# TASK
Beginning at the line that contains "Would you be able to point at the yellow-green" and ending at the last line of the entries, write out each line exactly; include nothing outside that span.

>> start

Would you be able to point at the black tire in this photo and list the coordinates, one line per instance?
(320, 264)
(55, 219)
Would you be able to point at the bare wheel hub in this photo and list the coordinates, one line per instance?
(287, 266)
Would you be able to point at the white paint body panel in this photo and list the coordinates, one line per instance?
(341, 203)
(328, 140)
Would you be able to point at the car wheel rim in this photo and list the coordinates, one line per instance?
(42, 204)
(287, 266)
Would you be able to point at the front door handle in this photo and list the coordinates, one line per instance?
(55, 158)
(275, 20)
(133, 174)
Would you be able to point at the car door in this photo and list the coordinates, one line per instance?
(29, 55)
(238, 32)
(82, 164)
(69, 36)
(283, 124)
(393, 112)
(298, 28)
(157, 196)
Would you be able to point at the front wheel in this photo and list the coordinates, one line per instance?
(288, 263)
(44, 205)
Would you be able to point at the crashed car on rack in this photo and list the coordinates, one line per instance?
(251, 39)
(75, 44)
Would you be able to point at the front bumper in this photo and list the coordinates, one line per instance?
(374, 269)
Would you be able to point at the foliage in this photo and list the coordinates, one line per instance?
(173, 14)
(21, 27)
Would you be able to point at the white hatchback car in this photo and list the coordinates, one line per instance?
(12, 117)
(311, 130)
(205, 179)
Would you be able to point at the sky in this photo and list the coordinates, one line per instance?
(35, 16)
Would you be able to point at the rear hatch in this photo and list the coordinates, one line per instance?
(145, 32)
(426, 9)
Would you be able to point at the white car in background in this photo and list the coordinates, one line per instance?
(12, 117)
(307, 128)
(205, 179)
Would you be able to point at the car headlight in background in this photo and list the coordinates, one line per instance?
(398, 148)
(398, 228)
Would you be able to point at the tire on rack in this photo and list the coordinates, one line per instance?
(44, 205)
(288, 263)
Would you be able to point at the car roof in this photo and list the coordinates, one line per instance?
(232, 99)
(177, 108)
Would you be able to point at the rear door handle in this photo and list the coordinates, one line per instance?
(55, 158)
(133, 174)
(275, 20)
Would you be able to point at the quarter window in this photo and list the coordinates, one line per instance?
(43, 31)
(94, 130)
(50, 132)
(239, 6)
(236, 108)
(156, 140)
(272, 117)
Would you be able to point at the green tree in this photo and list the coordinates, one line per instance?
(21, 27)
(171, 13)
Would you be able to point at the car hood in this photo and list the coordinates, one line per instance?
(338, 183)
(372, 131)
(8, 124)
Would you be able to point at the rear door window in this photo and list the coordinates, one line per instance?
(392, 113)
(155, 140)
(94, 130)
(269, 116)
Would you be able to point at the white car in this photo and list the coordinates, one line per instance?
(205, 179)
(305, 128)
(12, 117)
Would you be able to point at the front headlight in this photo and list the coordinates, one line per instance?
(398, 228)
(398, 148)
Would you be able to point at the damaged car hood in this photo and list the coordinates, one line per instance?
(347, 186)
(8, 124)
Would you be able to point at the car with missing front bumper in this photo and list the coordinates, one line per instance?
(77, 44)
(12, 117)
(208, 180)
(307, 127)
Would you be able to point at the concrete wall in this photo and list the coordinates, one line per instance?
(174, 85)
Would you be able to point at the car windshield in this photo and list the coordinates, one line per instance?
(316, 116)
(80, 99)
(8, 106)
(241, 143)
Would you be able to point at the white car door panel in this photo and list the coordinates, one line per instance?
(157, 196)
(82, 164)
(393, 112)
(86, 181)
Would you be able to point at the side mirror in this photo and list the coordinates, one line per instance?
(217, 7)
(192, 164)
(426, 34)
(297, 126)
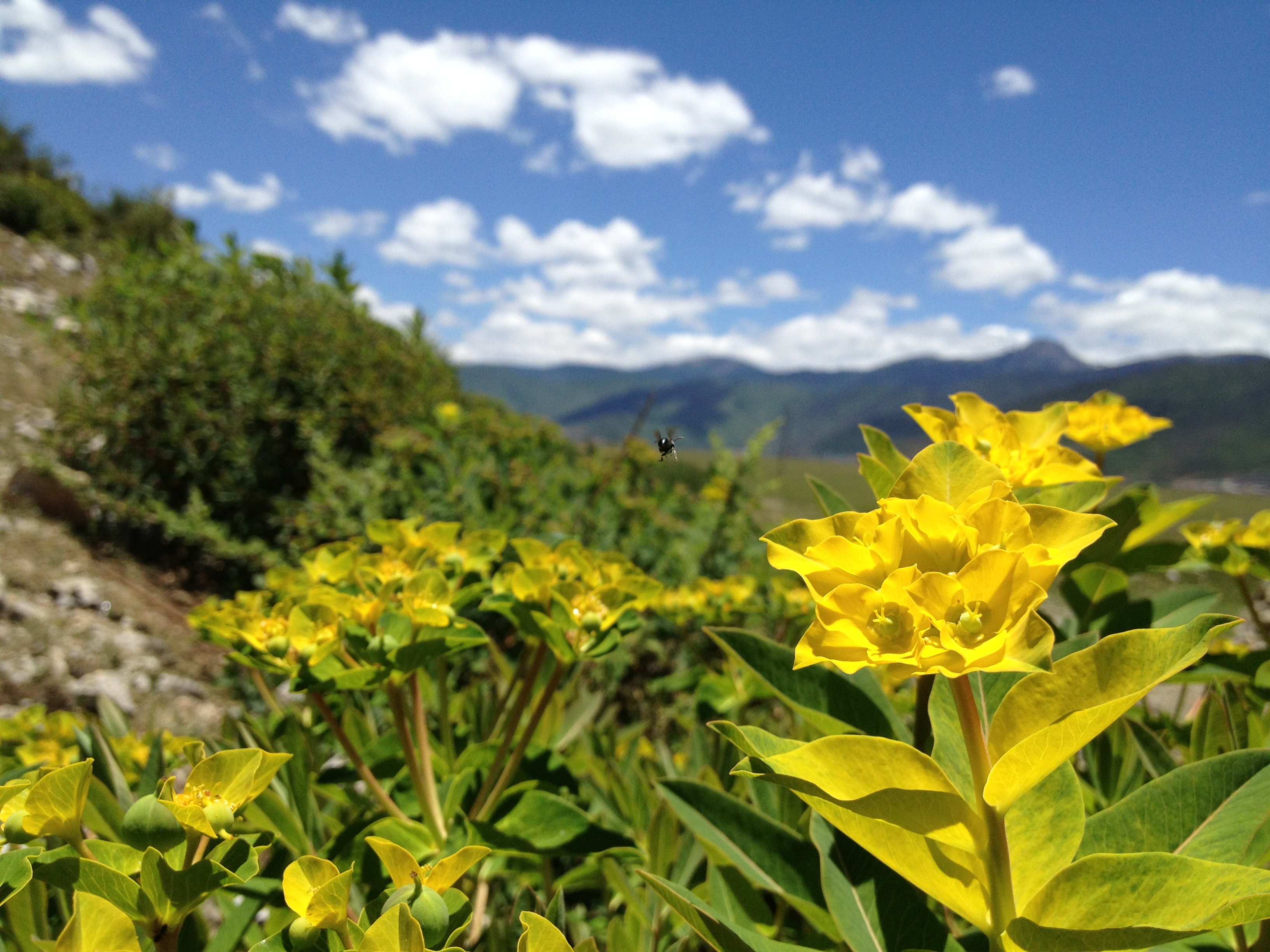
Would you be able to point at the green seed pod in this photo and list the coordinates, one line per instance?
(433, 917)
(13, 831)
(150, 824)
(219, 817)
(304, 934)
(404, 894)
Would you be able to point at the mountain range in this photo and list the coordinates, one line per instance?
(1220, 405)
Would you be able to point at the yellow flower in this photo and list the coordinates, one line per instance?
(924, 587)
(1024, 446)
(1108, 422)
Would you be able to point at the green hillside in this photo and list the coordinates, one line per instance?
(1220, 405)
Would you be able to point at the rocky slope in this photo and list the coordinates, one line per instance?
(75, 624)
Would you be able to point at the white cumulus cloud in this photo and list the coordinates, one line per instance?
(233, 196)
(628, 111)
(396, 313)
(324, 24)
(335, 224)
(436, 233)
(996, 258)
(160, 155)
(861, 334)
(272, 249)
(1011, 83)
(926, 208)
(39, 45)
(1163, 314)
(398, 91)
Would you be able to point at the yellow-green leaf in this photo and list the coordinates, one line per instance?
(1136, 900)
(317, 890)
(265, 772)
(952, 875)
(97, 927)
(882, 780)
(1044, 830)
(56, 802)
(450, 870)
(540, 936)
(396, 861)
(947, 471)
(394, 932)
(1049, 716)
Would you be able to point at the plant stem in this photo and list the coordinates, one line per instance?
(1001, 890)
(923, 716)
(430, 777)
(200, 850)
(355, 758)
(1252, 609)
(510, 728)
(511, 686)
(447, 732)
(412, 762)
(267, 696)
(510, 771)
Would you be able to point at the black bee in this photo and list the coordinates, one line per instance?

>> end

# RESPONSE TO THE TASK
Would you be able to point at the yellow-green leaf in this photo and list the coordinates, one line per instance?
(1136, 900)
(317, 890)
(265, 772)
(952, 875)
(97, 927)
(882, 780)
(1044, 830)
(56, 802)
(450, 870)
(540, 936)
(396, 861)
(947, 471)
(394, 932)
(1049, 716)
Would you be able to point at the plant stem in this photo and list the coordinates, one line per instance?
(1001, 890)
(923, 716)
(430, 777)
(200, 850)
(355, 758)
(1252, 609)
(510, 728)
(511, 686)
(447, 732)
(412, 762)
(267, 696)
(510, 771)
Would you be able to point at the black bee in this photo and list the coordinates, one line per instance?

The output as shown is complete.